Please set down each of the rows below again, word for word.

⟨

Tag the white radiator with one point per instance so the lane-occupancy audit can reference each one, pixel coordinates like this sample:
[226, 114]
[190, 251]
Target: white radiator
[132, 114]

⟩

__Result for this exercise__:
Tag the white radiator with one point per instance so the lane-occupancy audit can reference each one, pixel coordinates like this sample:
[226, 114]
[190, 251]
Target: white radiator
[132, 114]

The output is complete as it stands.